Skip the pictures. Repeat everything else in the records word for word.

★ ★ ★ ★ ★ ★ ★

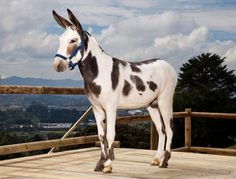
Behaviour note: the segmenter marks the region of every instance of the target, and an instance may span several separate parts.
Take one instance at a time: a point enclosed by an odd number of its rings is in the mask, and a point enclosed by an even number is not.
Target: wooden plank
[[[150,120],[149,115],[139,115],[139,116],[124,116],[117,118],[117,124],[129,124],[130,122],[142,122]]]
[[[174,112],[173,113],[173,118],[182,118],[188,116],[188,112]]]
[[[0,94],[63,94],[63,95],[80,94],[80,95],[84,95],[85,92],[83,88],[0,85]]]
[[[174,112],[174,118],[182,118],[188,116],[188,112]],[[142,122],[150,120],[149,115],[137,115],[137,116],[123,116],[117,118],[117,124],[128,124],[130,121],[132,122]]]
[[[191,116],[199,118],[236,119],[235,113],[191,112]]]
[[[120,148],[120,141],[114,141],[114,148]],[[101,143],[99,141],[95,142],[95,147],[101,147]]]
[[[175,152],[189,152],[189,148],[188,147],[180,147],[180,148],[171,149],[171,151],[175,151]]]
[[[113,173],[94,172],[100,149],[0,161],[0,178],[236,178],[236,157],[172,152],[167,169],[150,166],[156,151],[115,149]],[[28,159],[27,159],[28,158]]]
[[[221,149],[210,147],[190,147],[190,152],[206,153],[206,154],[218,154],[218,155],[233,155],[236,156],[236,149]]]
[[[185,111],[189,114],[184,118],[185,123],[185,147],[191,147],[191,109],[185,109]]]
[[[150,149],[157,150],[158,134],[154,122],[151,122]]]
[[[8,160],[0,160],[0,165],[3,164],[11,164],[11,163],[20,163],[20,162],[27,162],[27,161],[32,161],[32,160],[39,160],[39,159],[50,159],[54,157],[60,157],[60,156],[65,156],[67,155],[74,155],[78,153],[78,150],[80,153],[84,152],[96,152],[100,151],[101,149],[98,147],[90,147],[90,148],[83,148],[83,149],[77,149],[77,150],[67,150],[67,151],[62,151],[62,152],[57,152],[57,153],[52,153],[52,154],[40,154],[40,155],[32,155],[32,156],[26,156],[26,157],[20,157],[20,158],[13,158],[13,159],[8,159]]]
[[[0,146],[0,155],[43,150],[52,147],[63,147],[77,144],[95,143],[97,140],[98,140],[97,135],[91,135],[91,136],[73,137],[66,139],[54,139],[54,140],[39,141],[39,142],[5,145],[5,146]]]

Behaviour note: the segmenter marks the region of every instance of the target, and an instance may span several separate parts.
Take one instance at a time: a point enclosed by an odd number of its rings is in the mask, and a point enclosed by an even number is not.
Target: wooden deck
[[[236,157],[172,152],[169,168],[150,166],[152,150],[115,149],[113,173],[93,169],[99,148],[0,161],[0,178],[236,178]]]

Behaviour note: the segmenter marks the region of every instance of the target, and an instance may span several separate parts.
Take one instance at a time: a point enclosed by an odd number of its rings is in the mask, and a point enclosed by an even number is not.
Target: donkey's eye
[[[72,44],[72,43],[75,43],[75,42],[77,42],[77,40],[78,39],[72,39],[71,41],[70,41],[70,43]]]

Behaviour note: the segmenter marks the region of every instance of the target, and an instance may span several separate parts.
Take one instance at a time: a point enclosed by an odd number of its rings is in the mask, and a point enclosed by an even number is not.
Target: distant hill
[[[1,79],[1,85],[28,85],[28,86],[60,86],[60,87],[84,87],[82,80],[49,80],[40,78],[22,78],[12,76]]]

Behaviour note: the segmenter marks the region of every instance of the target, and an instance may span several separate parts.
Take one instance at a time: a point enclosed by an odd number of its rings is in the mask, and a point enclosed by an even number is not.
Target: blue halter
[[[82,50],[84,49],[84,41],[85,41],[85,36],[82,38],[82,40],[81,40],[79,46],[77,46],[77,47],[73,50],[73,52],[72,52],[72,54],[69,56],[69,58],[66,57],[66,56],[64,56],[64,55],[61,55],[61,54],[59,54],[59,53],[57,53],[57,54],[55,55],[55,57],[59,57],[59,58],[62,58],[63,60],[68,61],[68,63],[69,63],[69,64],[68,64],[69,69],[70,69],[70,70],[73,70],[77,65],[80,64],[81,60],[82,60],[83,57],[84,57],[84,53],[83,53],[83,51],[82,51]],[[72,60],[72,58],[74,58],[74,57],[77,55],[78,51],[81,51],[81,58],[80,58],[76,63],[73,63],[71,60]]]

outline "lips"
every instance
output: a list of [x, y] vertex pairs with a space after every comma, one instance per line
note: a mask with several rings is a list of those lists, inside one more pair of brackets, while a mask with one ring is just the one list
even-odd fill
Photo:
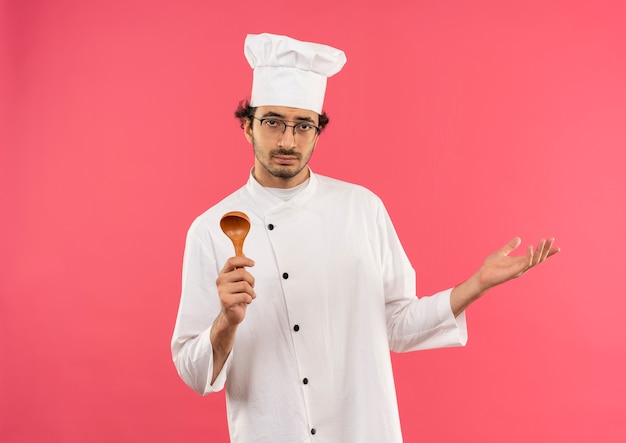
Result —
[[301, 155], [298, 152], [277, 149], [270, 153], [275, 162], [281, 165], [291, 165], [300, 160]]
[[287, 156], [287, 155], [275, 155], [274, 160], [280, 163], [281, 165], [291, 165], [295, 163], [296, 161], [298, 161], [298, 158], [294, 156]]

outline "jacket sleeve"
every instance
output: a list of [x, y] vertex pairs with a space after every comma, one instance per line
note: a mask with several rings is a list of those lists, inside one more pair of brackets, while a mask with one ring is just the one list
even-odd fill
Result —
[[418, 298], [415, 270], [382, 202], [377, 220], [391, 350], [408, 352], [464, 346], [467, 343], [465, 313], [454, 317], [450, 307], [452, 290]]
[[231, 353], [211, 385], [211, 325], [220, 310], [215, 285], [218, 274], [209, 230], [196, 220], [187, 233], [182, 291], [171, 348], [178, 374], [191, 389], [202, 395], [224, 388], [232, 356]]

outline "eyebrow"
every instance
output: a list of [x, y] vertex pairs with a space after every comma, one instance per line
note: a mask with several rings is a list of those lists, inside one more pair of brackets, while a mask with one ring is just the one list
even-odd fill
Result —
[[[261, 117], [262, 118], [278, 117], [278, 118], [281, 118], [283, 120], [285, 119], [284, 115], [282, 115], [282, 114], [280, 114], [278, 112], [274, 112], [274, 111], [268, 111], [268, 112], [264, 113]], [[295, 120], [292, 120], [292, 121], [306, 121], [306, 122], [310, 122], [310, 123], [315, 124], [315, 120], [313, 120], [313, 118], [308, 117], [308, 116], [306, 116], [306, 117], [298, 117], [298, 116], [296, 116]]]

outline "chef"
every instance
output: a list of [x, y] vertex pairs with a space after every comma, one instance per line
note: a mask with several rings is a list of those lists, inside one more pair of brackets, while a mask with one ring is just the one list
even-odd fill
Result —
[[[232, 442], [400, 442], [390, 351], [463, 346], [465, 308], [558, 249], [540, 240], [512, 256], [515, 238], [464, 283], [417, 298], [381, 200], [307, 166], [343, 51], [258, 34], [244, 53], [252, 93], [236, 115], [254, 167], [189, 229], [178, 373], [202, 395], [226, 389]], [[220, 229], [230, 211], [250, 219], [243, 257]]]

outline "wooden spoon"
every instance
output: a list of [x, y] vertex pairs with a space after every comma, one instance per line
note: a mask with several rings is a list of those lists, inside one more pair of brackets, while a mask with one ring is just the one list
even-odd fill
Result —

★ ★ ★ ★ ★ ★ ★

__ANSWER SECTION__:
Behaviour note: the segmenter marks the region of every instance of the target, and an instance may span several separate parts.
Take one instance at a time: a point enclosed by an odd number of its rings is in the mask, and a point enclosed by an even number is not.
Target: wooden plank
[[[150,120],[149,115],[139,115],[139,116],[124,116],[117,118],[117,124],[129,124],[130,122],[142,122]]]
[[[174,112],[173,113],[173,118],[182,118],[188,116],[188,112]]]
[[[0,94],[63,94],[63,95],[80,94],[80,95],[84,95],[85,92],[83,88],[0,85]]]
[[[174,112],[174,118],[182,118],[188,116],[188,112]],[[142,122],[150,120],[149,115],[137,115],[137,116],[123,116],[117,118],[117,124],[128,124],[130,121],[132,122]]]
[[[191,116],[199,118],[236,119],[235,113],[191,112]]]
[[[120,148],[120,141],[114,141],[114,148]],[[101,143],[99,141],[95,142],[95,147],[101,147]]]
[[[175,152],[189,152],[189,148],[188,147],[180,147],[180,148],[171,149],[171,151],[175,151]]]
[[[113,173],[94,172],[100,149],[0,161],[0,178],[236,178],[236,157],[172,152],[167,169],[150,166],[156,151],[115,149]],[[28,159],[27,159],[28,158]]]
[[[221,149],[210,147],[190,147],[190,152],[206,153],[206,154],[218,154],[218,155],[233,155],[236,156],[236,149]]]
[[[185,111],[189,114],[184,118],[185,123],[185,147],[191,147],[191,109],[185,109]]]
[[[150,149],[157,150],[158,134],[154,122],[151,122]]]
[[[8,160],[0,160],[0,165],[3,164],[11,164],[11,163],[20,163],[20,162],[27,162],[27,161],[32,161],[32,160],[39,160],[39,159],[50,159],[54,157],[60,157],[60,156],[65,156],[67,155],[74,155],[78,153],[78,150],[80,153],[84,152],[96,152],[100,151],[101,149],[98,147],[90,147],[90,148],[83,148],[83,149],[77,149],[77,150],[67,150],[67,151],[62,151],[62,152],[57,152],[57,153],[52,153],[52,154],[40,154],[40,155],[32,155],[32,156],[26,156],[26,157],[20,157],[20,158],[13,158],[13,159],[8,159]]]
[[[0,146],[0,155],[43,150],[52,147],[63,147],[77,144],[95,143],[97,140],[98,140],[97,135],[91,135],[91,136],[73,137],[66,139],[54,139],[54,140],[39,141],[39,142],[5,145],[5,146]]]

Behaviour note: the segmenter marks the region of every instance of the target, and an instance may span several separate parts.
Take one instance at a time: a point enclosed by an odd number of its rings is in the mask, and a point enclosed by an even number is not.
Target: wooden deck
[[[236,157],[172,152],[169,168],[150,166],[152,150],[115,149],[113,173],[93,169],[99,148],[0,161],[0,178],[236,178]]]

Behaviour note: the segmenter marks the region of every instance of the target, and an instance may span several separate parts.
Take one instance at a time: a point enclosed by an odd number of its rings is in the mask, and a point enclosed by an even number is not.
Target: donkey's eye
[[[72,44],[72,43],[75,43],[75,42],[77,42],[77,40],[78,39],[72,39],[71,41],[70,41],[70,43]]]

Behaviour note: the segmenter marks the region of every instance of the target, and an instance may span several separate parts.
Take one instance at a time: a point enclosed by an odd number of its rings is in the mask, and a point enclosed by an even number is not.
Target: distant hill
[[[1,79],[1,85],[28,85],[28,86],[60,86],[60,87],[84,87],[82,80],[49,80],[40,78],[22,78],[12,76]]]

Behaviour note: the segmenter marks the region of every instance of the target, and an instance may span several separate parts.
Take one instance at a time: a point enclosed by an odd number of its rings is in the mask, and a point enclosed by an even number is not.
Target: blue halter
[[[82,50],[84,49],[84,41],[85,41],[85,36],[82,38],[82,40],[81,40],[79,46],[77,46],[77,47],[73,50],[73,52],[72,52],[72,54],[69,56],[69,58],[66,57],[66,56],[64,56],[64,55],[61,55],[61,54],[59,54],[59,53],[57,53],[57,54],[55,55],[55,57],[59,57],[59,58],[62,58],[63,60],[68,61],[68,63],[69,63],[69,64],[68,64],[69,69],[70,69],[70,70],[73,70],[77,65],[80,64],[81,60],[82,60],[83,57],[84,57],[84,53],[83,53],[83,51],[82,51]],[[72,60],[72,58],[74,58],[74,57],[77,55],[78,51],[81,51],[81,58],[80,58],[76,63],[73,63],[71,60]]]

outline "lips"
every instance
output: a list of [x, y] vertex pairs with a space after every comma, one instance per line
note: a mask with several rings is a list of those lists, inside one more pair of brackets, while a mask with one ring is just the one list
even-odd fill
Photo:
Result —
[[301, 155], [298, 152], [277, 149], [270, 153], [275, 162], [281, 165], [291, 165], [300, 160]]
[[287, 156], [287, 155], [275, 155], [274, 160], [280, 163], [281, 165], [291, 165], [295, 163], [296, 161], [298, 161], [298, 158], [294, 156]]

outline "jacket sleeve"
every instance
output: a list of [x, y] vertex pairs with a space after every comma, one instance per line
note: a mask with several rings is a list of those lists, inside one more pair of brackets, while a mask with one ring is just the one list
even-odd fill
Result —
[[418, 298], [415, 270], [382, 202], [377, 220], [391, 350], [408, 352], [464, 346], [467, 343], [465, 313], [454, 317], [450, 307], [452, 290]]
[[231, 353], [211, 385], [211, 325], [220, 310], [215, 285], [218, 274], [209, 230], [196, 220], [187, 233], [182, 291], [171, 348], [178, 374], [191, 389], [202, 395], [224, 388], [232, 356]]

outline "eyebrow"
every instance
output: a list of [x, y] vertex pairs with a space after every comma, one instance per line
note: a mask with several rings is a list of those lists, inside one more pair of brackets, while a mask with one ring is just the one list
even-odd fill
Result —
[[[261, 117], [262, 118], [278, 117], [278, 118], [281, 118], [283, 120], [285, 119], [284, 115], [282, 115], [282, 114], [280, 114], [278, 112], [274, 112], [274, 111], [268, 111], [268, 112], [264, 113]], [[295, 120], [292, 120], [292, 121], [306, 121], [306, 122], [310, 122], [310, 123], [315, 124], [315, 120], [313, 120], [313, 118], [308, 117], [308, 116], [306, 116], [306, 117], [298, 117], [298, 116], [296, 116]]]

outline "chef"
every instance
output: a list of [x, y] vertex pairs with a space after every comma, one instance per line
note: a mask with several rings is a list of those lists, inside one more pair of brackets, while a mask with one ring is just the one list
even-odd fill
Result —
[[[232, 442], [400, 442], [390, 351], [463, 346], [465, 308], [558, 249], [540, 240], [512, 256], [515, 238], [464, 283], [417, 298], [381, 200], [307, 166], [343, 51], [258, 34], [244, 53], [252, 93], [236, 115], [254, 167], [189, 229], [178, 373], [202, 395], [226, 389]], [[220, 229], [230, 211], [250, 219], [243, 257]]]

outline "wooden spoon"
every instance
output: a list of [x, y] vertex pairs with a space after every comma, one instance per line
note: a mask with several rings is a list of those lists, inside one more pair of brackets, while a mask with one ring is just the one list
even-odd fill
Result —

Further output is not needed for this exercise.